→ **ASSIGNMENT**
Output all the data exactly. Pictures do not belong in the copy.

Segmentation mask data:
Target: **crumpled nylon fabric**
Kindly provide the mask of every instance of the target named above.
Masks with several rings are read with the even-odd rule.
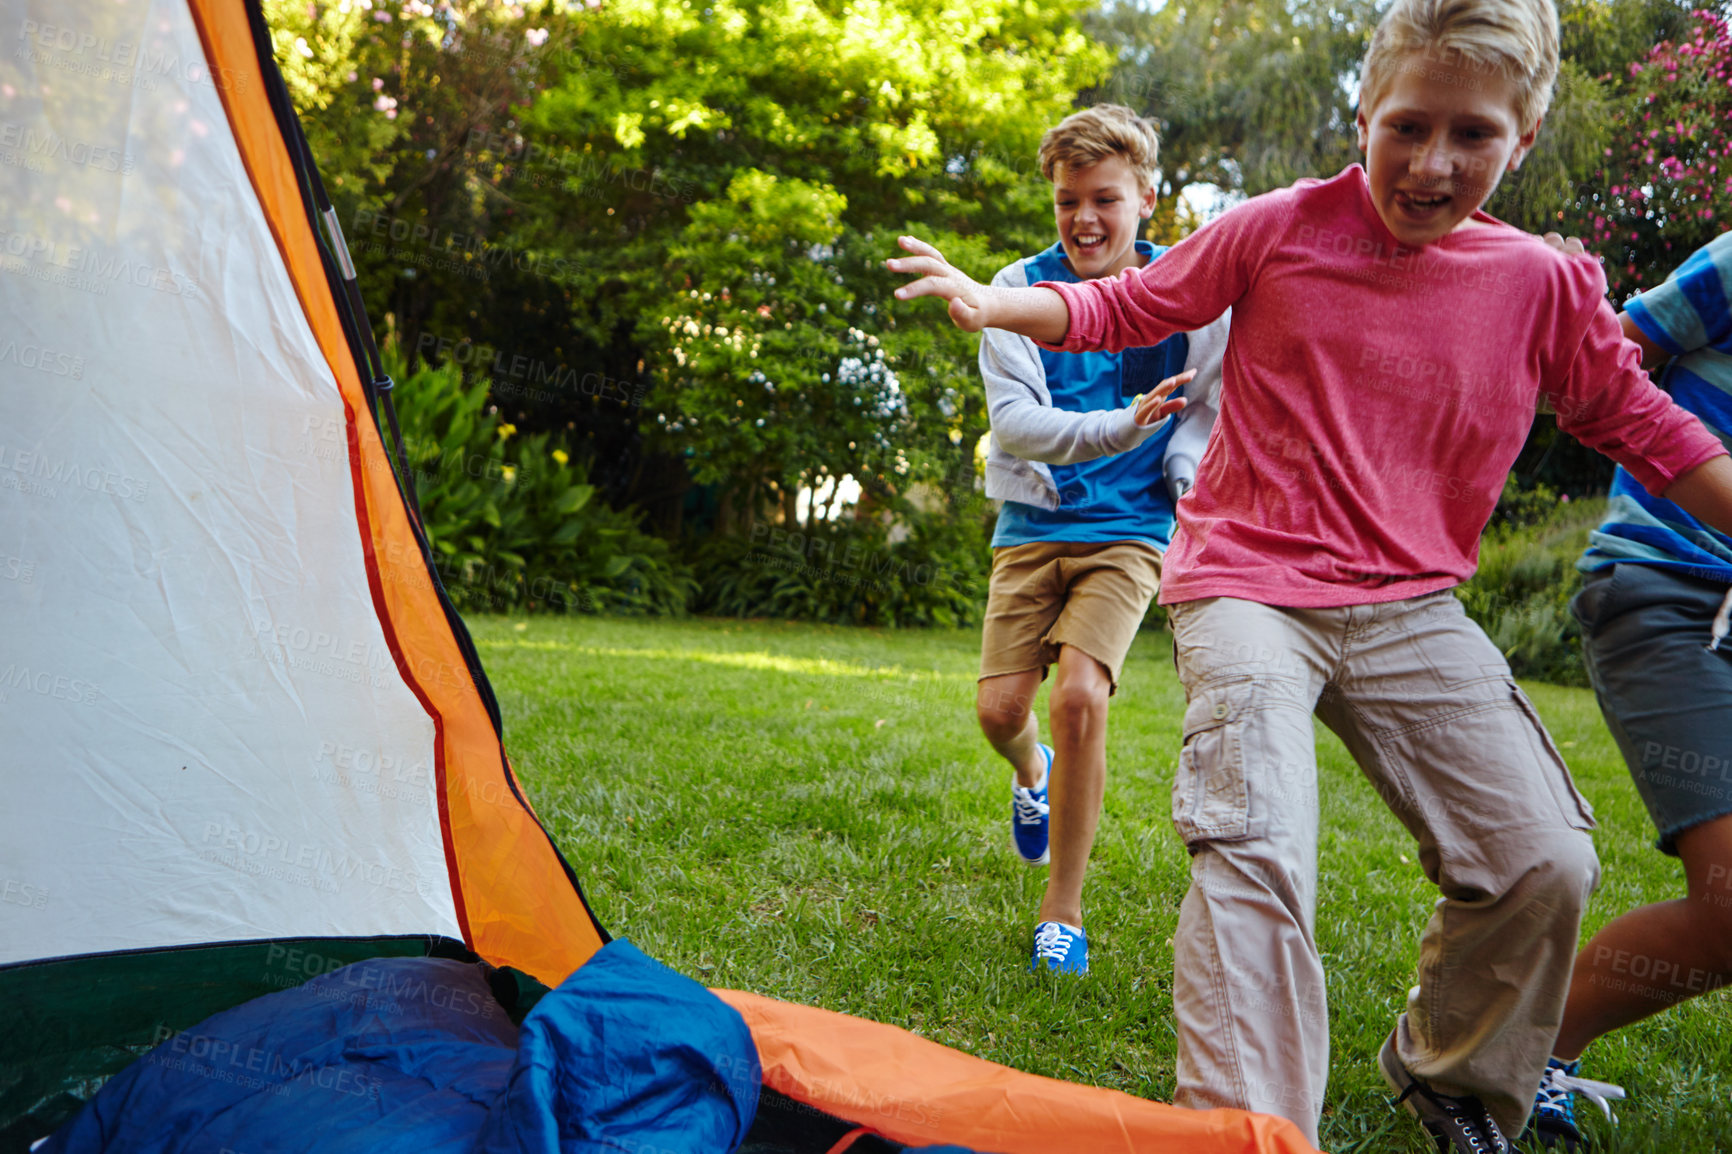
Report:
[[[739,1013],[620,940],[514,1026],[482,967],[345,966],[205,1019],[39,1154],[713,1154],[757,1112]]]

→ **RESULT OF THIS TASK**
Target: **crumpled nylon fabric**
Kindly provide the mask of every instance of the target named above.
Masks with several rings are read with the even-odd rule.
Report:
[[[739,1013],[620,940],[514,1026],[482,967],[345,966],[205,1019],[39,1154],[713,1154],[757,1112]]]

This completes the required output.